Top of RECORDED INFORMATION

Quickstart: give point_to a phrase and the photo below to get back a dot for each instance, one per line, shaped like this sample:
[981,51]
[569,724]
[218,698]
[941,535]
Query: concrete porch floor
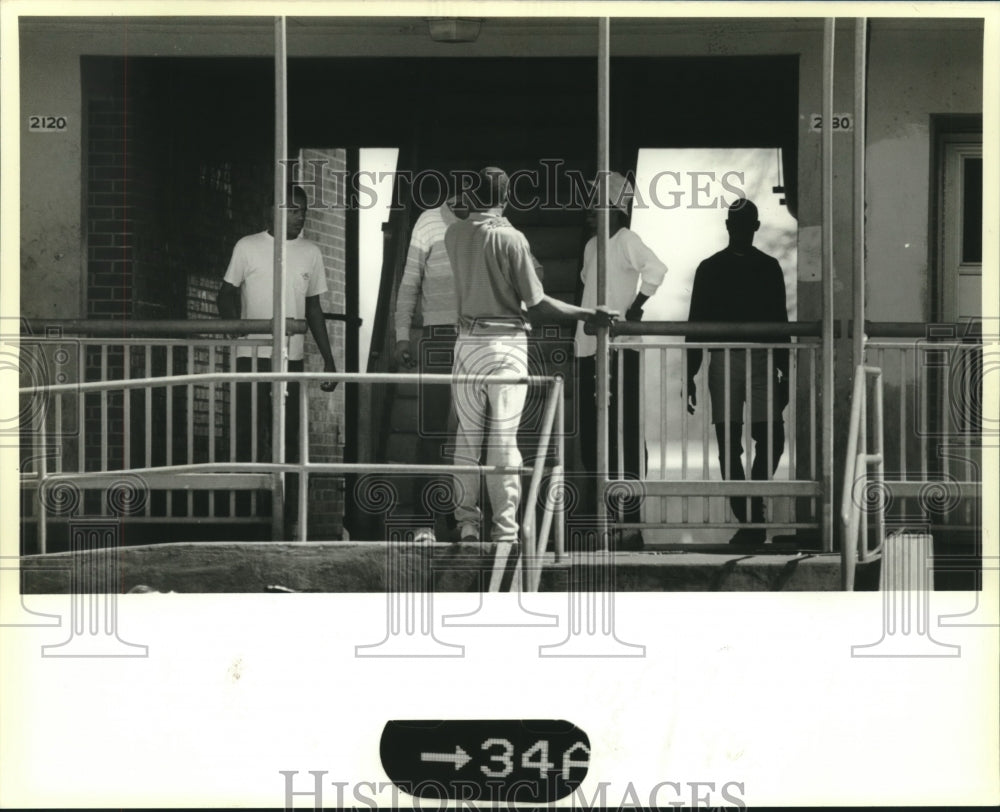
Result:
[356,566]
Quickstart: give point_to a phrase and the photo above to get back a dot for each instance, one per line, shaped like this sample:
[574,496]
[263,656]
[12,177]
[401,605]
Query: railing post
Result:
[860,91]
[826,450]
[278,344]
[601,362]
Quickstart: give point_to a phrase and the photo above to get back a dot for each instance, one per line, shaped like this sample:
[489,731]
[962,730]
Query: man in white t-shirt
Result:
[247,292]
[634,273]
[428,281]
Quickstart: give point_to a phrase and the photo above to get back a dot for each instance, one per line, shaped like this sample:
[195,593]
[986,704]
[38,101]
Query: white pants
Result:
[491,411]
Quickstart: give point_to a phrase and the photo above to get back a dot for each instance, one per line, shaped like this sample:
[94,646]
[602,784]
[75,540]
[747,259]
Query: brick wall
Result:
[326,226]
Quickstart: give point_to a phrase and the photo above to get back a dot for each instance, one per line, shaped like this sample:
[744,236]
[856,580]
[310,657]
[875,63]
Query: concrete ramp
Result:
[355,566]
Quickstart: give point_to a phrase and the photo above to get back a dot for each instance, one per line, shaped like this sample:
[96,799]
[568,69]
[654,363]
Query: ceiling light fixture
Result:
[454,29]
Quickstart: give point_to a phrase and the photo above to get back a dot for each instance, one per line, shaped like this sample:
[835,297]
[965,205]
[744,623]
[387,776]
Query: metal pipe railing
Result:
[671,356]
[264,377]
[56,329]
[553,420]
[860,97]
[853,547]
[279,347]
[708,330]
[826,212]
[603,199]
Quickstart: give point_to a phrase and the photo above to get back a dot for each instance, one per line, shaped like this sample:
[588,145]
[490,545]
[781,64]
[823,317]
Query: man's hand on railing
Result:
[329,386]
[602,317]
[781,388]
[403,355]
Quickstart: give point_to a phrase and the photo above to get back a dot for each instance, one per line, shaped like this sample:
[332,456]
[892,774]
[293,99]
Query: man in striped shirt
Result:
[428,282]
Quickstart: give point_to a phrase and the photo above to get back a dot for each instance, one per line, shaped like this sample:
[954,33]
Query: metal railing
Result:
[857,499]
[229,474]
[933,376]
[683,467]
[87,430]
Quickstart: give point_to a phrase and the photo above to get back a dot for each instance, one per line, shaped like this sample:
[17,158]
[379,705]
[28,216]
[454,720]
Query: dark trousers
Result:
[759,469]
[435,352]
[245,428]
[625,413]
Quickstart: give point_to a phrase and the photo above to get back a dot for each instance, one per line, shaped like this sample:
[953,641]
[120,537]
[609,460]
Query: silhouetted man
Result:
[742,284]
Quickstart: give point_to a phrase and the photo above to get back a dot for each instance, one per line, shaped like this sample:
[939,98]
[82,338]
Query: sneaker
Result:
[748,537]
[629,541]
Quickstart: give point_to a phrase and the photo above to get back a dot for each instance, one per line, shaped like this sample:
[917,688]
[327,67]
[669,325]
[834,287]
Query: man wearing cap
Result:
[494,275]
[428,280]
[633,275]
[741,284]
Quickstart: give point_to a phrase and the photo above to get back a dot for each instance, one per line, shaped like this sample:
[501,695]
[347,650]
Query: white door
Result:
[961,229]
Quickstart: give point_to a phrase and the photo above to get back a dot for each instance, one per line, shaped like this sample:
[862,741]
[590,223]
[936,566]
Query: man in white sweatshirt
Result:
[634,273]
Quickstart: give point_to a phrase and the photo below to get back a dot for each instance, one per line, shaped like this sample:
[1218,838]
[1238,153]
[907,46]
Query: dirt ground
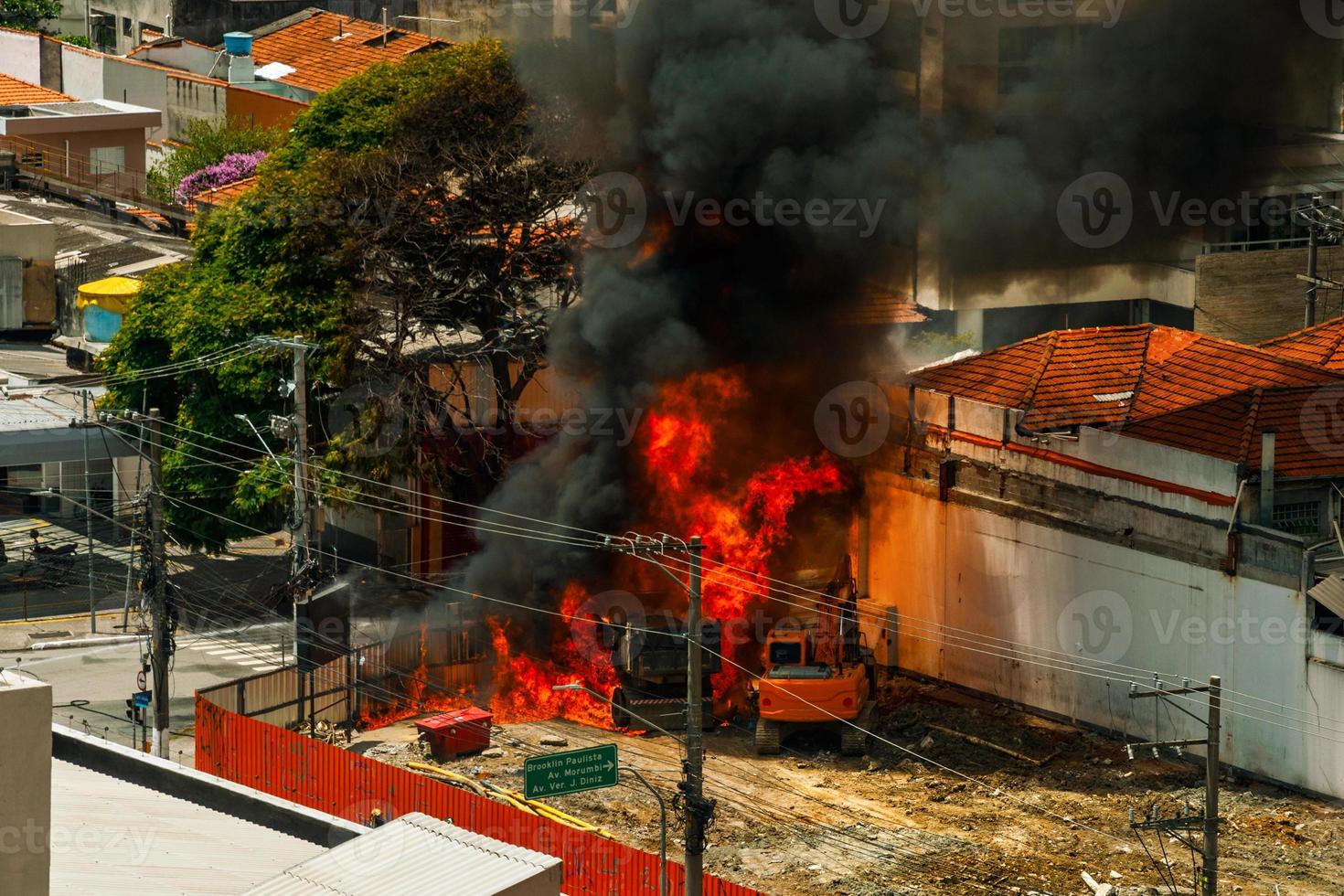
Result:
[814,822]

Bottom of RECORDED INFORMATION

### ACTIVITY
Apart from the pictures, return every entry above exactly as given.

### REPLY
Quickstart: give point_to a phrase and the photo below to get back a dot for each instance, one per line, shaped like this sample:
[981,51]
[569,724]
[218,698]
[941,535]
Query: concrete porch floor
Result:
[356,566]
Quickstart: give point_to a phrase and the photo above to get back a dot for each instance, one per line, shaped like this sample:
[574,496]
[263,656]
[12,177]
[401,605]
Query: railing post
Result:
[860,91]
[826,450]
[278,344]
[601,362]
Quickstart: give point_to a phrase and the photo above to get back a dot for each instance, one per line, shaped like this sample:
[489,731]
[962,730]
Query: man in white t-shirt
Result:
[247,292]
[634,273]
[428,281]
Quickstart: give point_to a phrase and the photo above to get back a dot for each instance, one per line, shaped like this sample:
[195,593]
[986,704]
[38,101]
Query: white pants
Result:
[491,411]
Quickstart: give point_to a phrase and the photo above to get back a dot for each instance, one per line, shaped like this sample:
[94,646]
[602,784]
[75,540]
[747,259]
Query: brick wall
Result:
[326,226]
Quickstart: give point_to a phrase and the photo above to get back a dot for each instance, one per line, shaped like this sample:
[744,236]
[856,580]
[310,657]
[875,63]
Query: concrete ramp
Result:
[355,566]
Quickstart: give point_to a phrase and the photo above to get back a dot for each instance, one per line, shaped like this sample:
[96,799]
[568,69]
[654,363]
Query: ceiling light fixture
Result:
[454,29]
Quickstart: give point_to a phrase and the photo above to get back a dot for each instance, one per line, shaped like this sample:
[835,297]
[965,205]
[744,623]
[387,776]
Query: metal pipe railing
Result:
[671,356]
[264,377]
[56,329]
[553,420]
[860,97]
[853,547]
[279,347]
[708,330]
[826,212]
[603,199]
Quickstart: give point_to a phrase and the photo above to get back a dot for each instance, one per line, shaped like this sample:
[588,145]
[490,545]
[781,64]
[823,317]
Query: man's hand on railing
Result:
[329,386]
[602,317]
[781,388]
[403,355]
Quickstart: give point_to a phrase and the photo above to get back a dot for each instance, one per line, shaped like this sample:
[332,456]
[892,774]
[293,99]
Query: man in striped shirt
Result:
[428,282]
Quickstart: give point_to a phrase and the photo above to get back a dot for each instance, one per line, shaped like this sample:
[954,33]
Query: metal railing
Result:
[857,499]
[229,474]
[933,376]
[683,467]
[87,430]
Quickstart: give point_to a phrase and the photo above to get back a dot for each instance, one per line, shaped like this sample:
[17,158]
[379,705]
[28,216]
[454,720]
Query: dark trousers
Result:
[759,469]
[435,352]
[245,428]
[625,413]
Quickstart: give point_to a phrase and the photo above to get back a dot for each instance, one per line, shaped like this sample:
[953,641]
[120,537]
[609,460]
Query: silhouetted man
Result:
[742,284]
Quickstart: give point_to a phrase and the photo above to get back a dot for each instance, one per line, shaped like this sample:
[939,98]
[82,338]
Query: sneaker
Result:
[748,537]
[629,541]
Quickstart: give point_to a phrase and the photo above to get back a dot for each instance, one per line, shaped like this sample:
[917,688]
[327,67]
[669,325]
[834,287]
Query: man wearing cap
Result:
[494,275]
[428,280]
[633,275]
[741,284]
Quickstart: give point_to a phrase and the photo above to get back a dot for each instance, one per line, shaped like this sample:
[501,695]
[347,650]
Query: white door
Result:
[961,229]
Quickstart: give point_to a phrase and the photo above to get back a dot for each instance, one per line, shaped like this sample:
[862,741]
[590,223]
[936,566]
Query: man in white sweatshirt
Result:
[634,273]
Quickstart: give point_to a phrase and the photo below to get back a dot for each instance, one per line, shaped like this sample:
[1218,838]
[1238,153]
[907,46]
Query: dirt ground
Result:
[814,822]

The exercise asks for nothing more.